■ **Selected passage**:
Americans have been debating the risks and benefits of different diets, specifically low-fat versus low-carbohydrate diets, even decades before the Atkins Diet and the South Beach Diet swept the nation.
Now, a new study has answers to an old question: Is a low-carbohydrate diet bad for the heart?
No, suggests new research published in today's issue of the New England Journal of Medicine, and it's not any worse than a diet high in carbs.
The study, which involved more than 82,000 women from across the country over 20 years, confirms what previous research has suggested: Low-carbohydrate diets do not increase heart-disease risk.
Even though low-carb dieters might tend to eat more fats and other heart-unhealthy foods, over time their risk of coronary heart disease (CHD) did not exceed that of their counterparts who instead consumed a low-fat, low-cholesterol diet.
The study's researchers say the results suggest that low-carb diets are at least on equal footing with other forms of dieting when it comes to heart health.
"This study suggests that neither a low-fat dietary pattern nor a typical low-carbohydrate dietary pattern is ideal with regards to risk of CHD. Both have similar risks," said study researcher Tom Halton, a former doctoral student in the Department of Nutrition at the Harvard School of Public Health in Boston.

[Data items]
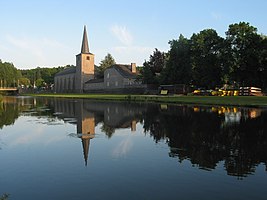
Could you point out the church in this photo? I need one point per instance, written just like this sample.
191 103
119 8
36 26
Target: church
81 78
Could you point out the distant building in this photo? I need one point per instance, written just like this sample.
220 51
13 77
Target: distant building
73 79
117 78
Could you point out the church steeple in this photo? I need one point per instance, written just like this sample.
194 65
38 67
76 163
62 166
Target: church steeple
85 46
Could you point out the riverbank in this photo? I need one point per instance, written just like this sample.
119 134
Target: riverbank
252 101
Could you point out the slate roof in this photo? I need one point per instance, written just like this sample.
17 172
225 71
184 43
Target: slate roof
124 70
101 80
70 70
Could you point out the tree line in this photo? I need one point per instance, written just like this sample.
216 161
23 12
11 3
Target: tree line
39 77
207 60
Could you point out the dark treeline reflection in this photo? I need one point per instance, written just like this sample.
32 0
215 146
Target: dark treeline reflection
204 135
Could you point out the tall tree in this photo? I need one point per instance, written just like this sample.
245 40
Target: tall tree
178 65
245 46
104 64
9 74
153 67
206 63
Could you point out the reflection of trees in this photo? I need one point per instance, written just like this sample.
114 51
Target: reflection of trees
108 130
200 137
8 114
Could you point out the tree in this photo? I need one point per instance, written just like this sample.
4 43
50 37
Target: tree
263 63
178 65
205 57
245 45
153 67
39 82
9 74
24 81
104 64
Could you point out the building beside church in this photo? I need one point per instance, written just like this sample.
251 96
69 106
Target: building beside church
73 79
81 78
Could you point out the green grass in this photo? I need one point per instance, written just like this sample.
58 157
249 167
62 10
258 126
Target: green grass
204 100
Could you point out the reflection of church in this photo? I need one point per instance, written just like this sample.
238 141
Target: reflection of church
88 114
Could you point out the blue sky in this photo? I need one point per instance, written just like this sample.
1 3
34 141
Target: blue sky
48 33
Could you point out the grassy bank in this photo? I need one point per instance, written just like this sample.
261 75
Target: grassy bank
203 100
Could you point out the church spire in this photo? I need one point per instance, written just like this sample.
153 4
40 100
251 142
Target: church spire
85 46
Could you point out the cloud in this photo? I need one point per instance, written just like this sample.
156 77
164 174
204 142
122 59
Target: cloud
122 34
216 16
33 52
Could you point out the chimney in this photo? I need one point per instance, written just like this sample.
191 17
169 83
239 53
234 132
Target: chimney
133 67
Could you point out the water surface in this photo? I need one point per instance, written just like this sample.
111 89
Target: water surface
81 149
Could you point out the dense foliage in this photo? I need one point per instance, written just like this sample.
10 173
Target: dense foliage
104 64
208 60
8 74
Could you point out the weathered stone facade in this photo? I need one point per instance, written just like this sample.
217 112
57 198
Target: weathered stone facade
117 78
80 79
73 79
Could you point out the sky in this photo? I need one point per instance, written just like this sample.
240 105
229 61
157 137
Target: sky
48 33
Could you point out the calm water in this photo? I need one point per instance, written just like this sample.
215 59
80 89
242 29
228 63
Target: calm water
80 149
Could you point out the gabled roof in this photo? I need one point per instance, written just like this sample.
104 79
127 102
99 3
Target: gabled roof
124 70
70 70
100 80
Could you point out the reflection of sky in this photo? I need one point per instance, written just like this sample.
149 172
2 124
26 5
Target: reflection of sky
29 130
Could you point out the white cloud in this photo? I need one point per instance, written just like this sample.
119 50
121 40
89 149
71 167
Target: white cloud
122 34
216 16
33 52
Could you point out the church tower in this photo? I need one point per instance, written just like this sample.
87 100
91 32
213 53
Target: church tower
85 65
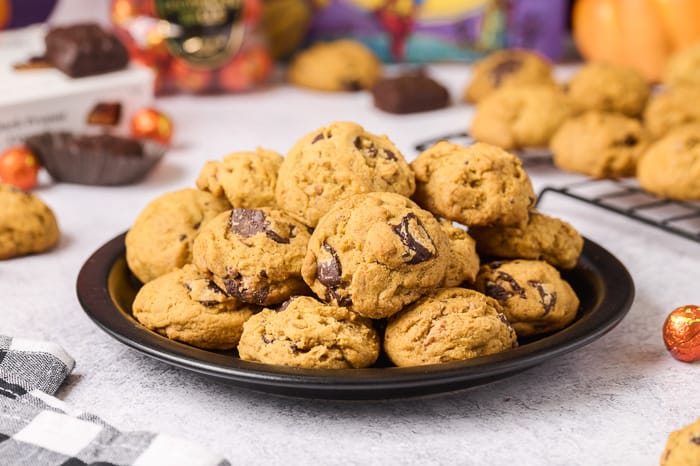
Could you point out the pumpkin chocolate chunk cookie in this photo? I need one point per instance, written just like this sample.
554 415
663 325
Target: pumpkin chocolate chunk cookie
477 185
542 237
671 166
186 305
254 254
160 240
600 145
27 225
609 88
335 162
341 65
306 333
246 179
534 297
375 253
507 68
520 117
450 324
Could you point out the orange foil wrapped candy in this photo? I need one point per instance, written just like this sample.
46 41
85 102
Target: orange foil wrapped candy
195 46
19 167
682 333
149 123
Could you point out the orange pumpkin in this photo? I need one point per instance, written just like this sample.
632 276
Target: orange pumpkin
639 33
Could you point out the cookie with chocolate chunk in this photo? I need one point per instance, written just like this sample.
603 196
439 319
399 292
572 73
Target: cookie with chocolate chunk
534 296
507 68
187 306
519 117
341 65
606 87
683 446
672 108
598 144
27 225
463 262
477 185
542 237
160 240
449 324
307 333
375 253
254 254
410 93
335 162
671 166
246 179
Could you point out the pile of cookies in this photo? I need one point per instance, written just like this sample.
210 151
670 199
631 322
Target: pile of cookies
341 249
604 122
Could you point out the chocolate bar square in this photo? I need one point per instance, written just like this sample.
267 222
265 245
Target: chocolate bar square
84 49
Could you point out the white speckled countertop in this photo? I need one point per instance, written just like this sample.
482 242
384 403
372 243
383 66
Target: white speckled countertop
612 402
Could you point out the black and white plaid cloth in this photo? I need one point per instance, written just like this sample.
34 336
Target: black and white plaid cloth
37 429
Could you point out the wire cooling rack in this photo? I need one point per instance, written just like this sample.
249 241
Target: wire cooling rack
627 199
623 197
529 157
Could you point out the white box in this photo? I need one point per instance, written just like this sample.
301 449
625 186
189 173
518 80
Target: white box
37 100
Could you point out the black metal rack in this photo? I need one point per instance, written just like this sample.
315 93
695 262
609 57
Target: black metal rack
623 197
681 218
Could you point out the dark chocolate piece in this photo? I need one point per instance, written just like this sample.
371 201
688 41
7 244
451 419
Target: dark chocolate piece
236 286
95 160
410 93
497 291
249 222
329 272
410 231
84 49
105 114
548 300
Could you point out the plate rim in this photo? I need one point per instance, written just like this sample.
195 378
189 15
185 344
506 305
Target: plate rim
371 383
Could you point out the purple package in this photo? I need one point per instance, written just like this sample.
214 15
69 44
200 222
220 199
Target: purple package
19 13
444 30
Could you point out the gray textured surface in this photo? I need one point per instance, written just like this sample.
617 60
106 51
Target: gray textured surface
612 402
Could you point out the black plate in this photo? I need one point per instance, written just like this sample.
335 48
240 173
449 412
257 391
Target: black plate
106 290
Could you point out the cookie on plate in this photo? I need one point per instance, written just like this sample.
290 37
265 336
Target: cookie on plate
246 179
477 185
341 65
27 225
463 262
335 162
683 68
683 446
254 254
670 109
542 237
376 253
671 166
606 87
187 306
450 324
534 297
160 240
307 333
519 117
600 145
507 68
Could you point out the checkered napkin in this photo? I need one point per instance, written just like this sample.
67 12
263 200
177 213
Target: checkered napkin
37 429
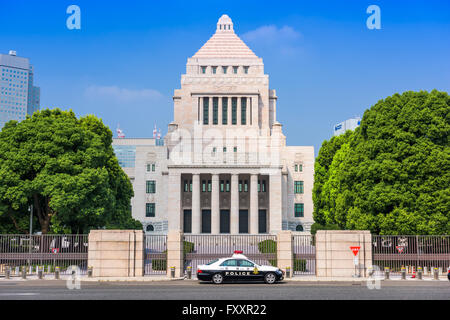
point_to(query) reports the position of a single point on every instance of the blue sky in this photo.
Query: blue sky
(325, 64)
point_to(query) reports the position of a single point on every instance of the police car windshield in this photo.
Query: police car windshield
(211, 262)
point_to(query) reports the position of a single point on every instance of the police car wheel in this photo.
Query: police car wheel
(218, 278)
(270, 278)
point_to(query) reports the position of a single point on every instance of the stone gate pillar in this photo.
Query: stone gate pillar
(334, 257)
(116, 253)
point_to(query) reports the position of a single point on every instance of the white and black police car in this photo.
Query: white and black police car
(238, 268)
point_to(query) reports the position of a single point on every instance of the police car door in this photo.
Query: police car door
(230, 269)
(247, 269)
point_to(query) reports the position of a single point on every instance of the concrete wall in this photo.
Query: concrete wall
(334, 257)
(116, 253)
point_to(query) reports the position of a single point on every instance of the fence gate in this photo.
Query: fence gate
(155, 254)
(201, 249)
(304, 255)
(427, 252)
(44, 251)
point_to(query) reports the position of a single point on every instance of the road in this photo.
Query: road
(194, 290)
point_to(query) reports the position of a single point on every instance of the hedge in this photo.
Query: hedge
(161, 264)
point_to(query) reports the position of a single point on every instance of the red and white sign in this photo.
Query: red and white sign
(355, 250)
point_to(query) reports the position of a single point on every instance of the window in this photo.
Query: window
(205, 110)
(187, 185)
(299, 210)
(298, 187)
(245, 263)
(215, 110)
(224, 110)
(233, 110)
(150, 210)
(151, 186)
(203, 185)
(243, 111)
(262, 186)
(229, 263)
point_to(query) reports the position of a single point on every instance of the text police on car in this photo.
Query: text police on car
(238, 267)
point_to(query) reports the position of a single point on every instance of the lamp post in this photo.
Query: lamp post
(31, 232)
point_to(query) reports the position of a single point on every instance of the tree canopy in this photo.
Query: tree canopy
(392, 174)
(66, 168)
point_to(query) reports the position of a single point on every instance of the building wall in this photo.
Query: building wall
(193, 147)
(18, 96)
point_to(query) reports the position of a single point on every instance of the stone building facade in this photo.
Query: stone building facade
(224, 166)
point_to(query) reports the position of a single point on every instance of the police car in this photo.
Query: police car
(238, 267)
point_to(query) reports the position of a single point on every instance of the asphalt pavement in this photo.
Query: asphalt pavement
(195, 290)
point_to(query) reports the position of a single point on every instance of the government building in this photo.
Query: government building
(224, 166)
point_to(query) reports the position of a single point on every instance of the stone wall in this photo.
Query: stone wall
(334, 257)
(116, 253)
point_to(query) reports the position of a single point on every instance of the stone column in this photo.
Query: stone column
(196, 213)
(219, 113)
(285, 250)
(234, 212)
(175, 253)
(238, 111)
(254, 204)
(275, 211)
(215, 206)
(174, 205)
(230, 112)
(247, 112)
(255, 111)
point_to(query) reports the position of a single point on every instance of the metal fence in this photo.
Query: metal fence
(47, 251)
(304, 255)
(155, 254)
(201, 249)
(395, 252)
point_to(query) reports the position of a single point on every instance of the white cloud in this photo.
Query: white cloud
(116, 93)
(271, 34)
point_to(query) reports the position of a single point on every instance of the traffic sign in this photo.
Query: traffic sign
(400, 248)
(355, 250)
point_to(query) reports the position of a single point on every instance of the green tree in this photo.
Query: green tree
(393, 175)
(66, 168)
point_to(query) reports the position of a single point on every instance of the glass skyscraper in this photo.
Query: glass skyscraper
(18, 96)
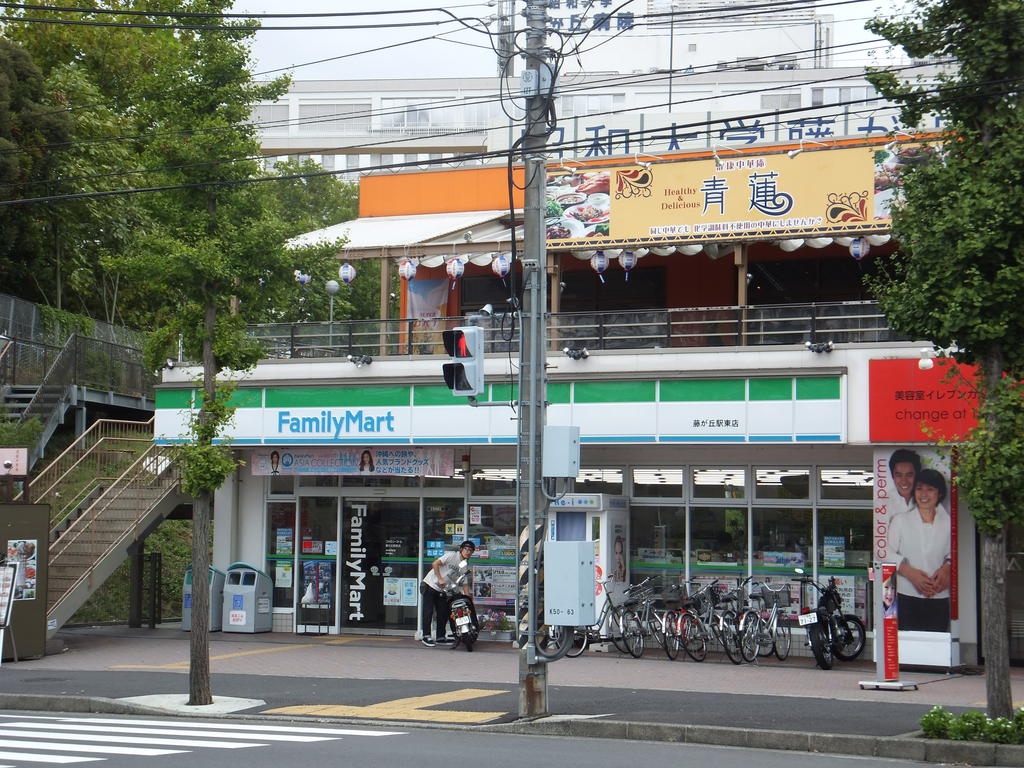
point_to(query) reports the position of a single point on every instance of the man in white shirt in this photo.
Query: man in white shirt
(443, 570)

■ **List of tasks**:
1. According to the article on low-carbohydrate diets and heart health, how many women took part in the study?
2. List every proper name of a diet, publication, person, or institution mentioned in the article on low-carbohydrate diets and heart health.

■ **Per-task outputs**:
1. More than 82,000 women took part.

2. Atkins Diet, South Beach Diet, New England Journal of Medicine, Tom Halton, Department of Nutrition, Harvard School of Public Health